* Job 1
Reproduce the entries from the line containing "Exercise. Point out each instance of the front wheel" through the end of the entries, keeping the labeling requests unchanged. Multiply every coordinate in the answers by 1.1, round to whole numbers with halves rounded up, and omit the pictures.

* Passage shown

------------

HYDROPNEUMATIC SUSPENSION COMPONENT

Abstract

The invention relates to a hydropneumatic suspension component such as a gas charged damper. The invention further relates to a floating piston for a hydropneumatic suspension component. Uses of adsorbent material and/or open-cell foam are also disclosed.

Claims

1. A hydropneumatic suspension component comprising: a variable-volume chamber having a first portion volume for holding a pressurised gas and a separate second portion volume for holding a non-gaseous fluid used as a damping medium, wherein the first portion volume is isolated from the non-gaseous fluid in the second portion volume, and further wherein the first portion volume comprises a mass of an adsorptive material and/or an open-cell foam to limit the build-up of pressure as the first portion volume is compressed in use by the non-gaseous fluid provided in the second portion volume.

2. The hydropneumatic suspension component according to claim 1, wherein the adsorptive material is activated carbon.

3. The hydropneumatic suspension component according to claim 1, wherein the adsorptive material is in a loose granular form, and is provided in combination with an open cell foam and/or a fine gauze.

4. The hydropneumatic suspension component according to claim 1, wherein the open cell foam is treated with an oleophobic coating, or comprises intrinsic oleophobic qualities.

5. The suspension component according to claim 1, wherein the adsorptive material is in the form of a self-supporting element or monolith comprising granules bound together using a binder.

------------

* Records shown
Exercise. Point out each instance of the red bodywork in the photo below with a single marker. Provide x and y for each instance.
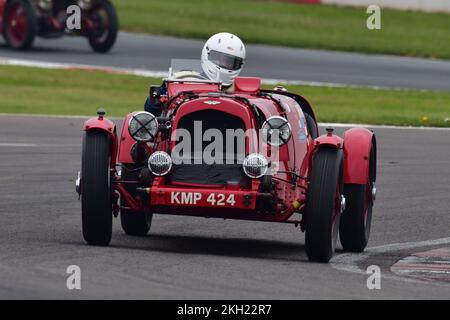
(295, 157)
(2, 10)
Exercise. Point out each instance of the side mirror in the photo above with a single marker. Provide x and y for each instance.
(155, 95)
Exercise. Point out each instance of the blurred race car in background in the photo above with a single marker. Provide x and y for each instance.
(22, 20)
(278, 168)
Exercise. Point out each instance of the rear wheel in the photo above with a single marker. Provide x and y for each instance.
(357, 218)
(19, 24)
(105, 26)
(133, 223)
(323, 204)
(96, 204)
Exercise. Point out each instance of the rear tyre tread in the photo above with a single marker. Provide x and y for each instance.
(96, 189)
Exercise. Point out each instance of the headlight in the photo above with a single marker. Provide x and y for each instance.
(45, 4)
(143, 126)
(276, 131)
(160, 163)
(255, 165)
(84, 4)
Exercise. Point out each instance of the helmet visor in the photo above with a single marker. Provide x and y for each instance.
(226, 61)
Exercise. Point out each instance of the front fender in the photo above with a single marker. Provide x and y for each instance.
(107, 126)
(357, 143)
(329, 140)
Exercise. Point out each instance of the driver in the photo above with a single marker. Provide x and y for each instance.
(222, 59)
(223, 56)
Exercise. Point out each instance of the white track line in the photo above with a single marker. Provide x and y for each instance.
(19, 145)
(159, 74)
(322, 124)
(349, 261)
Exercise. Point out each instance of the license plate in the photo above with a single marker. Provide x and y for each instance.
(196, 198)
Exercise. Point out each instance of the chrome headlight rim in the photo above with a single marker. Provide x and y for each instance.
(45, 4)
(281, 140)
(166, 156)
(152, 134)
(84, 4)
(246, 165)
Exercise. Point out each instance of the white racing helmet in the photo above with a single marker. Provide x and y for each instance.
(223, 57)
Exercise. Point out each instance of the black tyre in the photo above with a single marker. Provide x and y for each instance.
(133, 223)
(96, 204)
(322, 210)
(106, 26)
(19, 24)
(357, 218)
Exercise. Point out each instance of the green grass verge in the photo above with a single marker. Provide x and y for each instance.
(294, 25)
(75, 92)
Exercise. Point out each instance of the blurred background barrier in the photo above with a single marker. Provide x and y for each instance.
(422, 5)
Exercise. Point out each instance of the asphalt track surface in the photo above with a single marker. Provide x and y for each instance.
(199, 258)
(154, 53)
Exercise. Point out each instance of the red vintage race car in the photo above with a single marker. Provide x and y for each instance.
(245, 153)
(22, 20)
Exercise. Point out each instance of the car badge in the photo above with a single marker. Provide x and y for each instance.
(212, 102)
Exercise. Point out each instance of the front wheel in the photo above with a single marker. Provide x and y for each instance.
(357, 217)
(19, 24)
(105, 26)
(96, 206)
(323, 204)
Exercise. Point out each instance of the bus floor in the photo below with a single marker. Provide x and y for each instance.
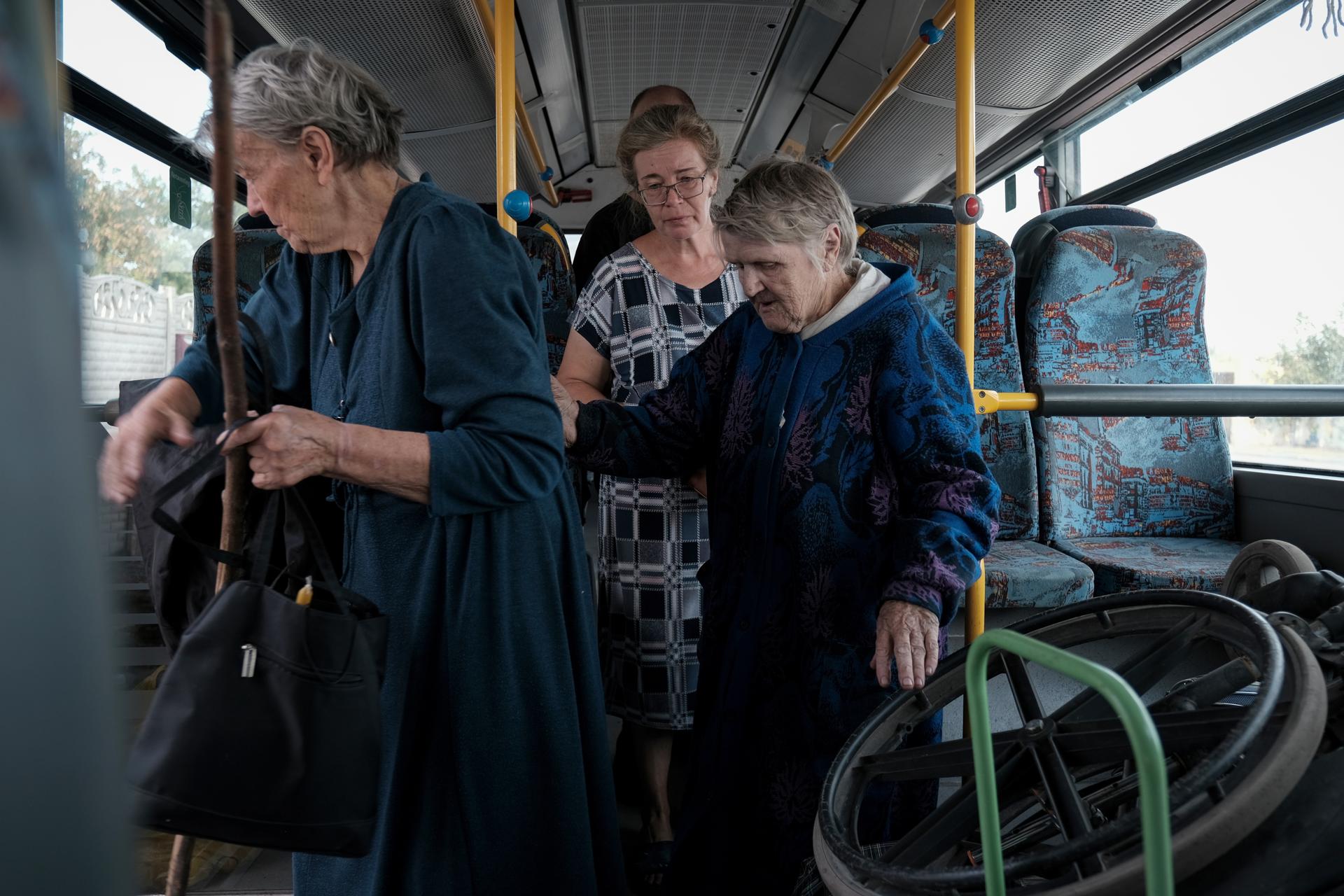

------------

* Job 2
Output the passage of the patent text from "5. The suspension" up to and including "using a binder.", copied word for word.

* Right answer 1
Exercise. Point out each instance of the front wheel in the photo above with a single marker. Provide x and y for each instance.
(393, 239)
(21, 26)
(116, 29)
(106, 227)
(355, 224)
Exercise. Point out each instance of the bus floor in the photo below with a single marker. Provide x and y for each instance.

* Right answer 2
5. The suspension component according to claim 1, wherein the adsorptive material is in the form of a self-supporting element or monolith comprising granules bound together using a binder.